### TASK INSTRUCTIONS:
Copy the following lines verbatim, beginning with the first line of the records and ending after the line that contains "94 69 L 133".

### DATA PROVIDED:
╭──
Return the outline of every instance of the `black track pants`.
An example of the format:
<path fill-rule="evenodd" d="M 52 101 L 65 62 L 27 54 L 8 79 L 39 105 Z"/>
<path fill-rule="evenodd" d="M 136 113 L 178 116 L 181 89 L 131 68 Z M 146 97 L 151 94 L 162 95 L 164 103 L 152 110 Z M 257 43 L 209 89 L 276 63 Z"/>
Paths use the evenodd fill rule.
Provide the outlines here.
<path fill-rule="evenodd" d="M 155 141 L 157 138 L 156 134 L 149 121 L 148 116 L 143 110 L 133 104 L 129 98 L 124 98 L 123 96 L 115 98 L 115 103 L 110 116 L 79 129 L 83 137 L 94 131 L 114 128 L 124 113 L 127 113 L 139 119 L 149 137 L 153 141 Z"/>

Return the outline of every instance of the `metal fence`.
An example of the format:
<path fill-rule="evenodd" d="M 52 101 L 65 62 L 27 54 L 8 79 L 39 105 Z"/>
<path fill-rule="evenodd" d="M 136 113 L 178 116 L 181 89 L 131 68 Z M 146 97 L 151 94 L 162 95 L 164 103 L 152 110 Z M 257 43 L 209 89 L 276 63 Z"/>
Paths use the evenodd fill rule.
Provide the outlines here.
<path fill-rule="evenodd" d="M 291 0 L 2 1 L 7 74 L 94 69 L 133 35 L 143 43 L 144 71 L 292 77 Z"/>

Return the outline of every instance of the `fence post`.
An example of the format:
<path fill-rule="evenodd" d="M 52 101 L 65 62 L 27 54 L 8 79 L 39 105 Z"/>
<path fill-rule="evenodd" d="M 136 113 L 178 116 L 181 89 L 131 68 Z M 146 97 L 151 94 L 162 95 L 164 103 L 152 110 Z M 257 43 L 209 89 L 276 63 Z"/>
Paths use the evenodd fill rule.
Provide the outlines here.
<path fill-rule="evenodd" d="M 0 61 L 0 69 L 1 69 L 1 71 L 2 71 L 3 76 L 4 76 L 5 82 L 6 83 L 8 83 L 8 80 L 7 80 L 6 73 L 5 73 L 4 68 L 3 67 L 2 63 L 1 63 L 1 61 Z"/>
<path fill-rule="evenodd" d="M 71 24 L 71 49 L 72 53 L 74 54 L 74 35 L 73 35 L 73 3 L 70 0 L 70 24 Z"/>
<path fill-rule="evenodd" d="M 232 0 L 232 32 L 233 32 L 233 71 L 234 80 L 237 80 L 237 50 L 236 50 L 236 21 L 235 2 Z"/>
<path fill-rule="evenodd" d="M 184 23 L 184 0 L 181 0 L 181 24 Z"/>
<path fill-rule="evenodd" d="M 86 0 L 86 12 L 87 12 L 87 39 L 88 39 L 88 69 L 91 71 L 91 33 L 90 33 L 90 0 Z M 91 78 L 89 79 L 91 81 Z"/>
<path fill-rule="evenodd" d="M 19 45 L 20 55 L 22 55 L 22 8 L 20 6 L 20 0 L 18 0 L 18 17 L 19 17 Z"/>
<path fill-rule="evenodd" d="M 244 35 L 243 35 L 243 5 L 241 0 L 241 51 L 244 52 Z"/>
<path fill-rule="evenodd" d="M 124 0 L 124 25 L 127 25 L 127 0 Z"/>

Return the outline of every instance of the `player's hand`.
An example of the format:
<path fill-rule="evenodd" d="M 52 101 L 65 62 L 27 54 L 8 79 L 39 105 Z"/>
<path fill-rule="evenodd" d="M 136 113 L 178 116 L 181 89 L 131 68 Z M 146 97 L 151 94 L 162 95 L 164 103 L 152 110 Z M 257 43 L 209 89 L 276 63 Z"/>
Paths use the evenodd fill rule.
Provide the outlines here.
╰──
### SOLUTION TO THE PROBLEM:
Return the outline of every instance of the `black track pants`.
An example of the format:
<path fill-rule="evenodd" d="M 52 101 L 65 62 L 27 54 L 8 79 L 39 105 Z"/>
<path fill-rule="evenodd" d="M 136 113 L 178 116 L 181 89 L 131 68 Z M 146 97 L 151 94 L 162 95 L 164 103 L 152 110 Z M 257 43 L 209 89 L 276 63 Z"/>
Paths use the evenodd fill rule.
Provide the outlines here.
<path fill-rule="evenodd" d="M 155 141 L 157 138 L 156 134 L 149 121 L 148 116 L 143 110 L 133 104 L 129 98 L 124 98 L 123 96 L 115 98 L 115 103 L 110 116 L 79 129 L 83 137 L 94 131 L 114 128 L 124 113 L 127 113 L 139 119 L 149 137 L 153 141 Z"/>

Return the outline of every instance of the `metal fence`.
An example of the format:
<path fill-rule="evenodd" d="M 52 101 L 65 62 L 27 54 L 8 79 L 39 105 Z"/>
<path fill-rule="evenodd" d="M 136 113 L 178 116 L 181 89 L 131 68 Z M 146 97 L 151 94 L 162 95 L 164 103 L 152 110 Z M 257 43 L 209 89 L 276 63 Z"/>
Paths use the evenodd fill rule.
Provide the outlines here.
<path fill-rule="evenodd" d="M 291 0 L 2 1 L 7 74 L 94 69 L 133 35 L 143 43 L 144 71 L 292 77 Z"/>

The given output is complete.